EXERCISE INSTRUCTIONS:
#1 Answer these questions from the passage on the U.S. 97 wildlife overpass:
(a) At what time did the trail camera capture the three deer crossing?
(b) What animal followed the deer across the structure?
(c) Which Caltrans district built the overpass?
#2 Write the next few paragraphs of the passage on the U.S. 97 wildlife overpass, picking up after its final sentence.

TEXT BLOCK:
■ ■ ■ ■

The new wildlife overpass on U.S. 97 near Grass Lake, with Mount Shasta in the background. Three deer and a bobcat crossed it before construction was even complete. (Caltrans District 2)

Before the last landscaping was finished, the bridge found its first travelers. Three deer crossed a newly built wildlife overpass on U.S. 97 in Northern California in late May 2026 — weeks before construction is scheduled to be complete. A bobcat followed. Caltrans District 2, which built the structure, called the sightings “a major milestone” and said it was “incredible to see wildlife already embracing the new structure” while contractors were still putting on finishing touches.

Trail camera image captured at 5:45 AM on May 24, 2026, showing three deer crossing the unfinished wildlife overpass on U.S. Highway 97 near Grass Lake in Siskiyou County, California, weeks before the Caltrans District 2 project was scheduled for completion.
Trail camera footage from May 24, 2026 — three deer crossing the unfinished overpass at 5:45 AM, weeks before construction wrapped. They didn't wait for a ribbon-cutting. (UC Davis Road Ecology Center/Caltrans District 2)

■ ■ ■ ■

INFORMATION:
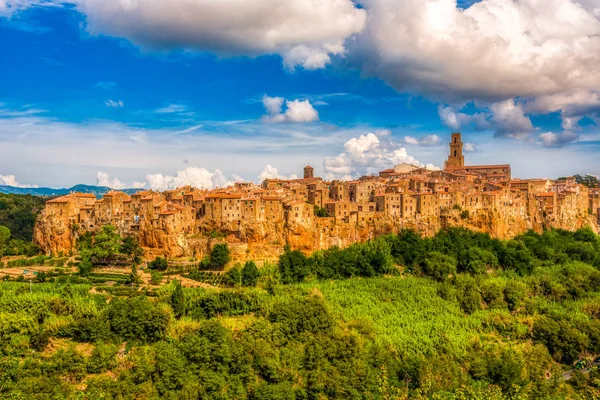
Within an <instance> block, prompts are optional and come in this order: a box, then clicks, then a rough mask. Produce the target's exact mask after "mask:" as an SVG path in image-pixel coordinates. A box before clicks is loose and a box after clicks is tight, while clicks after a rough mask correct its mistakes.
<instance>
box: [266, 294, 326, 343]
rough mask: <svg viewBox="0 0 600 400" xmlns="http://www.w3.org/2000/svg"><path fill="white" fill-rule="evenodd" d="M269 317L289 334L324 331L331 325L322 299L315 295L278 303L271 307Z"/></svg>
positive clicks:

■ ■ ■ ■

ANSWERS BY ITEM NUMBER:
#1
(a) 5:45 AM on May 24, 2026
(b) A bobcat
(c) Caltrans District 2

#2
The crossing sits in Siskiyou County near Grass Lake, a remote stretch of highway in the shadow of Mount Shasta that has long been one of the most hazardous sections of road in the region. The danger is not from difficult terrain; it is from the deer and elk that have been dying there for decades.

A Highway That Has Been Killing Wildlife for Years

The numbers behind this project are stark. Between 2015 and 2020, more than 50 deer and 16 elk were recorded killed in vehicle collisions along the project corridor, the highest wildlife-vehicle conflict rate in the entire Caltrans District 2 region, which covers a large portion of Northern California. Those are the recorded fatalities. Unreported collisions are typically far more frequent.